* start Reading text *

The Catawba Project is a grassroots environmental education program designed to partner Egg Harbor Township Public School children with Township leaders, environmentalists, parents and community members to work together to help solve real environmental problems. Guided by their teachers, the program puts the student in the driver's seat and in charge of their own educational destiny championing causes, planning classroom activities, and implementing high-quality Service-Leaning projects from beginning to end.

Why is it called the Catawba Project?
The name was borrowed from the South Carolina-based Catawba Tribe – self-proclaimed “people of the river” who, according to early American Settlers, were dependent on the Catawba and Wateree Rivers for their sustenance and survival. Similar to the Catawba Tribe, early settlers to Southern New Jersey were Dependent upon the Great Egg Harbor River for their food and the shipbuilding, fishing and trading industries it provided them. Tagged as the “Catawba Project” in 2000, the hands-on outdoor classroom program celebrates our local heritage as river people dedicated to protecting and maintaining the health and well being of the great Egg Harbor River!

* end Reading text *
* start Provided data *

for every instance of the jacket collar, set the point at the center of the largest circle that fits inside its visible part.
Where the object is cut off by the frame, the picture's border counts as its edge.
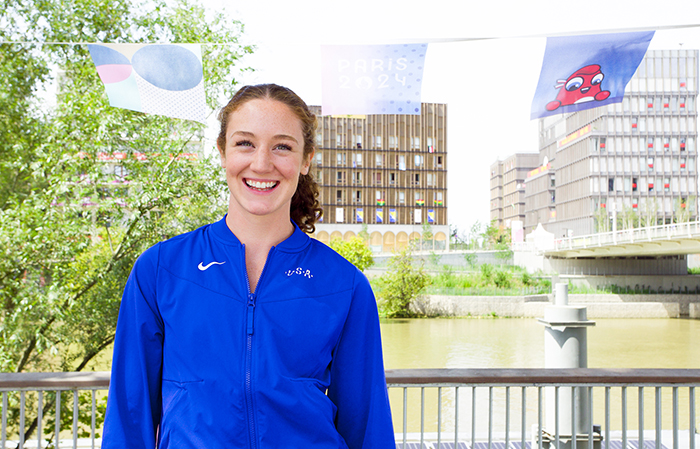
(295, 242)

* end Provided data *

- _Task requirements_:
- 1) Retype the Catawba Project passage, starting at "The name was" and ending at "Egg Harbor River!".
- 2) Turn the paragraph of the Catawba Project passage that begins "The name was borrowed" into a short list of its main facts.
The listing has no connection to the Catawba Project passage.

- _Written responses_:
- 1)
The name was borrowed from the South Carolina-based Catawba Tribe – self-proclaimed “people of the river” who, according to early American Settlers, were dependent on the Catawba and Wateree Rivers for their sustenance and survival. Similar to the Catawba Tribe, early settlers to Southern New Jersey were Dependent upon the Great Egg Harbor River for their food and the shipbuilding, fishing and trading industries it provided them. Tagged as the “Catawba Project” in 2000, the hands-on outdoor classroom program celebrates our local heritage as river people dedicated to protecting and maintaining the health and well being of the great Egg Harbor River!

- 2)
- The name comes from the Catawba Tribe of South Carolina, who called themselves "people of the river."
- Early American settlers reported that the tribe depended on the Catawba and Wateree Rivers for sustenance and survival.
- Early settlers in Southern New Jersey likewise depended on the Great Egg Harbor River for food and for shipbuilding, fishing and trading.
- The hands-on outdoor classroom program took the name in 2000.
- It celebrates the local heritage as river people dedicated to protecting the health and well-being of the Great Egg Harbor River.